[Source records]
· · ·

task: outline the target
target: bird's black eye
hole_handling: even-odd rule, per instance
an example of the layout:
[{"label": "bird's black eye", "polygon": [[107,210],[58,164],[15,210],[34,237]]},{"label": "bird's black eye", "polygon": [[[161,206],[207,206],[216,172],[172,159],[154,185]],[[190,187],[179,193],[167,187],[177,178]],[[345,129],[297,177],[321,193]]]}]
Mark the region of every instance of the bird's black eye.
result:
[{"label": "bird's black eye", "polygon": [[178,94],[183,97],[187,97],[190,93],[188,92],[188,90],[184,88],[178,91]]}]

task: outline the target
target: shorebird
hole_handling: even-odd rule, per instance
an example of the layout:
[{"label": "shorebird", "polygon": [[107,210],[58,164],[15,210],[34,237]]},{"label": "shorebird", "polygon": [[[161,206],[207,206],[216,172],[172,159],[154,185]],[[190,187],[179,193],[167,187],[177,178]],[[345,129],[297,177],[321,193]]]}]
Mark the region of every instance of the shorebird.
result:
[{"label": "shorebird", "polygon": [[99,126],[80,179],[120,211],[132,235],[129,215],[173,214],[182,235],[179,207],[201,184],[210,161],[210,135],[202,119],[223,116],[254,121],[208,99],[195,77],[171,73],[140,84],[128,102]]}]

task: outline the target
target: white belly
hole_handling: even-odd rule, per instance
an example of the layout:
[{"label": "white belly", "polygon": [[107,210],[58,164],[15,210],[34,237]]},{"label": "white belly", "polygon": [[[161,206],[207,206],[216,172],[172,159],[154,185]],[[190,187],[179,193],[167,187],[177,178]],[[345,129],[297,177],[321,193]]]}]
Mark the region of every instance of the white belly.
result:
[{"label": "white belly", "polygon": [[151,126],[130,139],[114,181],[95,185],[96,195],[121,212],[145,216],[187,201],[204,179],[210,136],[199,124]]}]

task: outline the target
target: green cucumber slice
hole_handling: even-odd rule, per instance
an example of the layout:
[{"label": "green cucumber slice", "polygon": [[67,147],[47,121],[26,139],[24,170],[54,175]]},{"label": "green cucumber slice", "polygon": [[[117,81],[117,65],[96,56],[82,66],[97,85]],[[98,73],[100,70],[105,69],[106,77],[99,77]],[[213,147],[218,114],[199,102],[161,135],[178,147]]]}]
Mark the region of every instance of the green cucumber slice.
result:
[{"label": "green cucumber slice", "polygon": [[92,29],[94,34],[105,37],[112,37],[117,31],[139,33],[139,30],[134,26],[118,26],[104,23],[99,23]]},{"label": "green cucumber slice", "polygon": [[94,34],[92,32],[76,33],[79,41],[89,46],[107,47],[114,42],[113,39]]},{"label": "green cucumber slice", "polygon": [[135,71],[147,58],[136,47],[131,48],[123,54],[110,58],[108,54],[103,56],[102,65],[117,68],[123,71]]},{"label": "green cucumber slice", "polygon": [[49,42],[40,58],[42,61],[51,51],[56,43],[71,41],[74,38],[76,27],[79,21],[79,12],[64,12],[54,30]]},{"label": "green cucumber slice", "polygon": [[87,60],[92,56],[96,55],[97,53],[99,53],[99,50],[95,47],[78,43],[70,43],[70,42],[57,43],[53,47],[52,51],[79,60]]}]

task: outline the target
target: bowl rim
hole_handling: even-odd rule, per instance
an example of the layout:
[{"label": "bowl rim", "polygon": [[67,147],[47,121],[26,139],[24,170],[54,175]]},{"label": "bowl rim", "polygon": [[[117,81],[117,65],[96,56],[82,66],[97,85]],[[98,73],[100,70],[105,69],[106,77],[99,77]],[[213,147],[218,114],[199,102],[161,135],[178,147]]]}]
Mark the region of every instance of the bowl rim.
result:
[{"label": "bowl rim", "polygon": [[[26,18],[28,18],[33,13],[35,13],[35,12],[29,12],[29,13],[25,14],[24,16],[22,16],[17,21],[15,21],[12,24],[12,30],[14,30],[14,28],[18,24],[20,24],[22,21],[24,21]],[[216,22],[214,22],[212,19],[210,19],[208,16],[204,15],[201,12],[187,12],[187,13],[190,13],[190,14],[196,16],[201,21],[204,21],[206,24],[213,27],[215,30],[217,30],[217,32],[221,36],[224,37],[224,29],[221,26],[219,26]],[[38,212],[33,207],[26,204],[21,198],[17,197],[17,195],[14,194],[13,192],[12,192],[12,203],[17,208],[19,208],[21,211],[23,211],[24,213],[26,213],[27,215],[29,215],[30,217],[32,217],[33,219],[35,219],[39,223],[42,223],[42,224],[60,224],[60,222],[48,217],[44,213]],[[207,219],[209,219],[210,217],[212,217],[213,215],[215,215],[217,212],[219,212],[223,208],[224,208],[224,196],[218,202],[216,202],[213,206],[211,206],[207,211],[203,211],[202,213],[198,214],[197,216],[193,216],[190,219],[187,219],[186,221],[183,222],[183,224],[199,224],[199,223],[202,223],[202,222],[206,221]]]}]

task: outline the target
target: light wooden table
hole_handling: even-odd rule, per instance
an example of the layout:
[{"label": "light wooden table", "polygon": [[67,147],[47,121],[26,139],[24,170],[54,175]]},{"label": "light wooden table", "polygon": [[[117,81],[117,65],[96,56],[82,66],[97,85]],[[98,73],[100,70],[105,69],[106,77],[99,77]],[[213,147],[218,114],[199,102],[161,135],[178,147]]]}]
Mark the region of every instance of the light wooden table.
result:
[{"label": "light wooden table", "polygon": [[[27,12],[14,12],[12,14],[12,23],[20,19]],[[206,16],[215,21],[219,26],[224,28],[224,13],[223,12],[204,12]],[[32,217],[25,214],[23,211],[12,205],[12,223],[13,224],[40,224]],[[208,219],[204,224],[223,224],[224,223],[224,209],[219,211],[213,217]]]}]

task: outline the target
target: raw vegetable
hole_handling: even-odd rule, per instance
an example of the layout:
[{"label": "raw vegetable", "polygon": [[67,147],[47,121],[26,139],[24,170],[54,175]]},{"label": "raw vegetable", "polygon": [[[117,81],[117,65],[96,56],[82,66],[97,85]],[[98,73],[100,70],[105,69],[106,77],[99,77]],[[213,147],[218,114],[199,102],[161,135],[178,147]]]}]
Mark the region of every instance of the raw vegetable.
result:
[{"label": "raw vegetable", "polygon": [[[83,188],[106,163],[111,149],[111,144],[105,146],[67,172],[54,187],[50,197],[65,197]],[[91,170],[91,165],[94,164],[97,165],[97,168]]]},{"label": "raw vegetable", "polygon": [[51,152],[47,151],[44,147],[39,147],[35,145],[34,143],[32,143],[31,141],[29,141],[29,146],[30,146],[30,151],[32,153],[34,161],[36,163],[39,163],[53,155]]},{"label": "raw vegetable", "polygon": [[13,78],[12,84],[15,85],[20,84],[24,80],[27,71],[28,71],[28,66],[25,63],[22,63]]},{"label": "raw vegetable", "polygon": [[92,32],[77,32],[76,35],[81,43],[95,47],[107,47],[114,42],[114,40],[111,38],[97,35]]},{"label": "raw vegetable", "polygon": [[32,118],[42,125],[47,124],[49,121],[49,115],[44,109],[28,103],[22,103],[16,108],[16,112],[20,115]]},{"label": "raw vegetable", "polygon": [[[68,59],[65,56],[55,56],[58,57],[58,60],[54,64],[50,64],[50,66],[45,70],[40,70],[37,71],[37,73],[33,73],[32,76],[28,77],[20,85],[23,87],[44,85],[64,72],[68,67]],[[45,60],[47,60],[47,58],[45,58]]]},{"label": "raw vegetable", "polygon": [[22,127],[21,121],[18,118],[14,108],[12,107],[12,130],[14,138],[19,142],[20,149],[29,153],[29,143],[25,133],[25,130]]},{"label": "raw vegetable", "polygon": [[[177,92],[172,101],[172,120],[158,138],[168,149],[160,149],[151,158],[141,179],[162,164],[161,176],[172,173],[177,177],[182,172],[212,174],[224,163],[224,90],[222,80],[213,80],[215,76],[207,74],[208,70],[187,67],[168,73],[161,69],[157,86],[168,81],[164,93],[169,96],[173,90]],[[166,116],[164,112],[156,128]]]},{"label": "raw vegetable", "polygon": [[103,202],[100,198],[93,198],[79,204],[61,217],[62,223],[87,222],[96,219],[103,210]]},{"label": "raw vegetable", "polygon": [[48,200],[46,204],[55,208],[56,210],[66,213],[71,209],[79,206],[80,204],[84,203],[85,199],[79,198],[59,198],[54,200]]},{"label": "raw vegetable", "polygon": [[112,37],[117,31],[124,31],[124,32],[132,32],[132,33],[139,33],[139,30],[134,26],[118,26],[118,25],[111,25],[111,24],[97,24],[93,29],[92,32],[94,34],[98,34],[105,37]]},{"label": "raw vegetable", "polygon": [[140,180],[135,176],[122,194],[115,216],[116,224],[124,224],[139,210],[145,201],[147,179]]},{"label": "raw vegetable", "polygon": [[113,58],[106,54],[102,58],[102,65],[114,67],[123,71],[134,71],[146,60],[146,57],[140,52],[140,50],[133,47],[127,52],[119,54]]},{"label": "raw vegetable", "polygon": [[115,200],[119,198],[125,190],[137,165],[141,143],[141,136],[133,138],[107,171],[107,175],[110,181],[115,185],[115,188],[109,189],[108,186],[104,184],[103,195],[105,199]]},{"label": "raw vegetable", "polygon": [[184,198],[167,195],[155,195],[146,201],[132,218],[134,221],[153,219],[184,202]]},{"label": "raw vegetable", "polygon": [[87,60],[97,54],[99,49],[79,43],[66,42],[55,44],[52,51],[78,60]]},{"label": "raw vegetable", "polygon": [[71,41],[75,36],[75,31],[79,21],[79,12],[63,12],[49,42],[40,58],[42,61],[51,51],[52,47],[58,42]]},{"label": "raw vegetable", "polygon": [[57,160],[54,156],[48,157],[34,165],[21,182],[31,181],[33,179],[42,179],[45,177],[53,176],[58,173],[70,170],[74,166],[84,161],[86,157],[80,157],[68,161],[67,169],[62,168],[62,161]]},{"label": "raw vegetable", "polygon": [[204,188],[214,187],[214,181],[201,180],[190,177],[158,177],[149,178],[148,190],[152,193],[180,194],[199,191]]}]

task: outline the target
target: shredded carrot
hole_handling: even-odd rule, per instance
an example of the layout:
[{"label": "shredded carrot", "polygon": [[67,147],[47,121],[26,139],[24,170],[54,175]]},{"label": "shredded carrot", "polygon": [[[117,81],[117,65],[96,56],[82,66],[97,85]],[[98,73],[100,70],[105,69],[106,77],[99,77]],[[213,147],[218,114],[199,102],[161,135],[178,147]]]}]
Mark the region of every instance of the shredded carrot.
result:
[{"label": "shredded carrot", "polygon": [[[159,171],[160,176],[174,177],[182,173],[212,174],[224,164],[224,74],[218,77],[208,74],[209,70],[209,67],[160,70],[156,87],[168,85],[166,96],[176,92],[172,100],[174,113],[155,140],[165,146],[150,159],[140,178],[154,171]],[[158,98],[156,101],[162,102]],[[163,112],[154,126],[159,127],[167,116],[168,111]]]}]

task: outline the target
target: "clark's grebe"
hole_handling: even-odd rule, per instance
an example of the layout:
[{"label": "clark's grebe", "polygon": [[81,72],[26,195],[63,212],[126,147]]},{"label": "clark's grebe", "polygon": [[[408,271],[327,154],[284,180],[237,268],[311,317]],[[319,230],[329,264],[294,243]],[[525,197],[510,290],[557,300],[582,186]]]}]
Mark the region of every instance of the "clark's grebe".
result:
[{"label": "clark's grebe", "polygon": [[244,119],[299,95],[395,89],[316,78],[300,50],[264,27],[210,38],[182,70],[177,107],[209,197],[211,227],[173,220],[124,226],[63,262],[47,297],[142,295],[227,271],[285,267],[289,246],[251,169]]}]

· · ·

- Written exercise
Pull out each line of the entries above that contains the word "belly" and copy it. Case counts.

- Answer to this problem
target: white belly
[{"label": "white belly", "polygon": [[107,210],[58,164],[15,210],[34,237]]},{"label": "white belly", "polygon": [[[161,206],[207,206],[216,172],[172,159],[154,185]],[[190,187],[179,193],[167,187],[177,178]],[[345,129],[297,177],[321,193]]]}]
Mark the region of every instance of the white belly.
[{"label": "white belly", "polygon": [[151,126],[130,139],[114,181],[95,185],[96,195],[121,212],[145,216],[187,201],[204,179],[210,136],[199,124]]}]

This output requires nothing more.